To do: Scan the entries for "vent". Every line that holds it is to be copied.

_ _ _ _ _

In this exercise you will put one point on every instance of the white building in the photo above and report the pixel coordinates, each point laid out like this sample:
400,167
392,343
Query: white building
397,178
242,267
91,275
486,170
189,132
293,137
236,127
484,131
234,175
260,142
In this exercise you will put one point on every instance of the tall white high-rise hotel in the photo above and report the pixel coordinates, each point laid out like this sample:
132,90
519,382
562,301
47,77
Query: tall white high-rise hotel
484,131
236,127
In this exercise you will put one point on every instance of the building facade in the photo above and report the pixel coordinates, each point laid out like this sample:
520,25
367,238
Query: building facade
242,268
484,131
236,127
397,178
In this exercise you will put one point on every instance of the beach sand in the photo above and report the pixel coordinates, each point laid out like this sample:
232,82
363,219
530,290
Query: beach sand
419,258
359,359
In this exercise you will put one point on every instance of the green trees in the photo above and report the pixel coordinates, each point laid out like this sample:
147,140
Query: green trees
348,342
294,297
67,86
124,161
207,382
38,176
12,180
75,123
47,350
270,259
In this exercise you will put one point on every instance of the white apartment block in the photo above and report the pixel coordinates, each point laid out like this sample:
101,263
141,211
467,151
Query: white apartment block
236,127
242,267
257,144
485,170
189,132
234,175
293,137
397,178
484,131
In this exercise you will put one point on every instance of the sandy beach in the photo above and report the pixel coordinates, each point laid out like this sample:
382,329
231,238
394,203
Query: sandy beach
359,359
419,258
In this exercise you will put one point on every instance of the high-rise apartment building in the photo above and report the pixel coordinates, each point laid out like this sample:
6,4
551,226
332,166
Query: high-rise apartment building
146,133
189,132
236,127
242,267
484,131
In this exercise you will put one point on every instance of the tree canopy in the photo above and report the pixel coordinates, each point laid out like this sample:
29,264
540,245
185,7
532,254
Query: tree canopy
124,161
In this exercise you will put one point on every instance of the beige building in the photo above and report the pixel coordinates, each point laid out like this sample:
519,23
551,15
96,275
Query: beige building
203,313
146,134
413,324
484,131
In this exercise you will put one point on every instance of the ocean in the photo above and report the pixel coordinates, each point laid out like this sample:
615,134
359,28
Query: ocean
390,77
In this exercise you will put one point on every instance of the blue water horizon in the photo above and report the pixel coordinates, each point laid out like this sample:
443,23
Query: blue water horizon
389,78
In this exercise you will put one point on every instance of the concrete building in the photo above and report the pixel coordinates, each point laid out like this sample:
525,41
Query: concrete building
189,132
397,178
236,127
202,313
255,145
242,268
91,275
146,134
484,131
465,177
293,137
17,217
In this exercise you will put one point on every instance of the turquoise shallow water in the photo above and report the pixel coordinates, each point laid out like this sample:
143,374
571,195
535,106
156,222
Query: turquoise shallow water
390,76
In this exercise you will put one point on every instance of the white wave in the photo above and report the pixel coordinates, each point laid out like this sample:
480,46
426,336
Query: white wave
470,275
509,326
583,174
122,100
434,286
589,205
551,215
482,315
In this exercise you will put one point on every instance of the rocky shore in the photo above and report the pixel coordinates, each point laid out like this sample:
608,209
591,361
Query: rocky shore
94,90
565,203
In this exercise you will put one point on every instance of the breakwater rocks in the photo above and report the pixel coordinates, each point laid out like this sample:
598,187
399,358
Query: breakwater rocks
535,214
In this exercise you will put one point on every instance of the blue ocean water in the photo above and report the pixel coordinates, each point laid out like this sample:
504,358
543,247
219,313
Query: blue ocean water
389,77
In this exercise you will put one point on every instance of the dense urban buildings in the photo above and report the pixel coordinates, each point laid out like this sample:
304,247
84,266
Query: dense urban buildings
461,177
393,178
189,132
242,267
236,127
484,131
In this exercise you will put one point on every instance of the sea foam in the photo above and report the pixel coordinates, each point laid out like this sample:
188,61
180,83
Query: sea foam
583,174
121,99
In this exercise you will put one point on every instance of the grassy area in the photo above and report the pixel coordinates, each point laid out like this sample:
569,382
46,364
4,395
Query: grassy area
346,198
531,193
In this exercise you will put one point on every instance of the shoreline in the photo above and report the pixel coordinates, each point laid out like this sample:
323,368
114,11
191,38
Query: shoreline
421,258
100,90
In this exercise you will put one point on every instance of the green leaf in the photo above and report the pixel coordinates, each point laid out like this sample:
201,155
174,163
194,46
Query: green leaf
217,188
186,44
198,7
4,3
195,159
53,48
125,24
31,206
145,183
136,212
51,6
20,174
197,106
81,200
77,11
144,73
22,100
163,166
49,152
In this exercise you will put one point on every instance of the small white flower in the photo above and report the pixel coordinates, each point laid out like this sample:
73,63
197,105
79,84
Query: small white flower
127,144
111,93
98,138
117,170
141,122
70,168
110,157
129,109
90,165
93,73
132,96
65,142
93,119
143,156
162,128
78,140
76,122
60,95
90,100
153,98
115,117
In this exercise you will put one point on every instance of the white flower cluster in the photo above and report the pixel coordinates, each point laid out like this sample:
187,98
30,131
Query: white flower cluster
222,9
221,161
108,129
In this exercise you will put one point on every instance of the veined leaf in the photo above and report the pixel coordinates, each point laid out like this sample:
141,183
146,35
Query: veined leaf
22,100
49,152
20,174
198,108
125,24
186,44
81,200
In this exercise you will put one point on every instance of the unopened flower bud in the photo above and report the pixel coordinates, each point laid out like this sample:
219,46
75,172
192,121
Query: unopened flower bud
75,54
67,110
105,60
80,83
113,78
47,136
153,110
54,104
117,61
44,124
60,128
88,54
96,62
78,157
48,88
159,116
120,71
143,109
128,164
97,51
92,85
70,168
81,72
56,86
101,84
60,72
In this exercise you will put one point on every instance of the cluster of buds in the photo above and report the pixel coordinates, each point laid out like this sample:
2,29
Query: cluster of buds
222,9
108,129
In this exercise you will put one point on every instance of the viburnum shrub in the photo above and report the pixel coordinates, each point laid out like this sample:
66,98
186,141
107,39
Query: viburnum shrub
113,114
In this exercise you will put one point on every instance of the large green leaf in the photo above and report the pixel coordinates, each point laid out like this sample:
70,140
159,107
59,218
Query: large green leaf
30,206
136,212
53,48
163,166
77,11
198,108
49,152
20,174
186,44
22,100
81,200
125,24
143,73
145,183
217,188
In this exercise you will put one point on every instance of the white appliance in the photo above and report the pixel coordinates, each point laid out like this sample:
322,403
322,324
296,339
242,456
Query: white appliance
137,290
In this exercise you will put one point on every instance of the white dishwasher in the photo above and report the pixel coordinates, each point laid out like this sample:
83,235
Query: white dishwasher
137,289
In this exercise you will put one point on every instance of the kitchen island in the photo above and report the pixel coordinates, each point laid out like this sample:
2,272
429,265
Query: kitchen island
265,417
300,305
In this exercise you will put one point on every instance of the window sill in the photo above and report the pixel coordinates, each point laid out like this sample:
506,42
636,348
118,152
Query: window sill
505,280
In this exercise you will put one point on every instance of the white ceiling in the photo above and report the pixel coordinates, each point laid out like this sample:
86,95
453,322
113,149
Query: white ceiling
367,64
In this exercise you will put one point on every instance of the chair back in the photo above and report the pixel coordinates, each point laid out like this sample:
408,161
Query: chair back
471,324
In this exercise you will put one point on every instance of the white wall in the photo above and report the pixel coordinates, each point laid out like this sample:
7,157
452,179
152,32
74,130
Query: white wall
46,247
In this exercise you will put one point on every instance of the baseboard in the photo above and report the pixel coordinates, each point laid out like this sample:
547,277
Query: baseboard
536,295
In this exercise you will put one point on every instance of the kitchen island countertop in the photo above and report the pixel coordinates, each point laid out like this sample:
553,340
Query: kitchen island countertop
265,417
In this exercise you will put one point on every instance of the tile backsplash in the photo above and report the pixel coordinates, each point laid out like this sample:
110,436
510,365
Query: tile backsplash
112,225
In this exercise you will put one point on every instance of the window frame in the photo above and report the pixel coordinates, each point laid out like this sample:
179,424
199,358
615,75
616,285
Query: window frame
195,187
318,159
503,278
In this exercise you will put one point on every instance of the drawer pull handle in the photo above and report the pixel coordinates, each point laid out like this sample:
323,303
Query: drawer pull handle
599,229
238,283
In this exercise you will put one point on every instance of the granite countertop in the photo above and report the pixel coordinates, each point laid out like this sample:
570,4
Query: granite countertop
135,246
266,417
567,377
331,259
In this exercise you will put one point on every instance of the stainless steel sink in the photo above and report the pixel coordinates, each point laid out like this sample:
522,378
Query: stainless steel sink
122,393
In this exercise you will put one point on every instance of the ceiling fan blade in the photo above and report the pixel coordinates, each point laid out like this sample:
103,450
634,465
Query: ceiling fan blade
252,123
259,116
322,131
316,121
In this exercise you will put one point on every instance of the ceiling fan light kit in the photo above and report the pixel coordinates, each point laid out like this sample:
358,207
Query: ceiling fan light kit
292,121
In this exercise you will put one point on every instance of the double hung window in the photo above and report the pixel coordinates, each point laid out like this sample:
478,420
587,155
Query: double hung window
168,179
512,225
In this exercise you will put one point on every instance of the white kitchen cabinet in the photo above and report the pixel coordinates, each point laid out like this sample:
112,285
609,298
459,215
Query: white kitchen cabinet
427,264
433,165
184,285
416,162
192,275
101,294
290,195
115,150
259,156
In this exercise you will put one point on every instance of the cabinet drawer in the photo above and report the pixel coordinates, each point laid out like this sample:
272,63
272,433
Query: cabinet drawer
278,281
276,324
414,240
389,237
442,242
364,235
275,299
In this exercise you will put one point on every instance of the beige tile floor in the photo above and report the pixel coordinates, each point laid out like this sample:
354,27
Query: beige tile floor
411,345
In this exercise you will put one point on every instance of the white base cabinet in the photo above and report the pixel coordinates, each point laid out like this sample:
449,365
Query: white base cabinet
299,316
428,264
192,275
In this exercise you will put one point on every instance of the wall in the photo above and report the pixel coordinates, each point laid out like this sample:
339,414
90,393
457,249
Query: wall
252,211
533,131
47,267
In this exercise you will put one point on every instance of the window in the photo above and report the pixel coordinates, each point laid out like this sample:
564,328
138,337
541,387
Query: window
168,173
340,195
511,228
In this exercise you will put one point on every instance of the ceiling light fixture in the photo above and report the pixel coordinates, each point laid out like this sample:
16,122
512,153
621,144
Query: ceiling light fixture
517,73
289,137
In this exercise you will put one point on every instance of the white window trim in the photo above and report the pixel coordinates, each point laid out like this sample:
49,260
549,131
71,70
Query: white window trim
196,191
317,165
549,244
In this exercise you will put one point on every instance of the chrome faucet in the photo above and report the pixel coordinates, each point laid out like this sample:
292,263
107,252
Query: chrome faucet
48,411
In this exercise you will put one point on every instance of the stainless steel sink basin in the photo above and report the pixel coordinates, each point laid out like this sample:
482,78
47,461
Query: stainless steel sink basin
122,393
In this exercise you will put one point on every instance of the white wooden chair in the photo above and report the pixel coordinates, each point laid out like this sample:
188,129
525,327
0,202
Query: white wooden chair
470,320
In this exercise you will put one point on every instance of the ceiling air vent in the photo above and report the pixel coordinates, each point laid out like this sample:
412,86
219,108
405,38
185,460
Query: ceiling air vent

_ _ _ _ _

Solution for this task:
In this exercise you will put one point on every instance of the ceiling air vent in the photo above and report the pixel coordinates, each point laid out like this sample:
Query: ceiling air vent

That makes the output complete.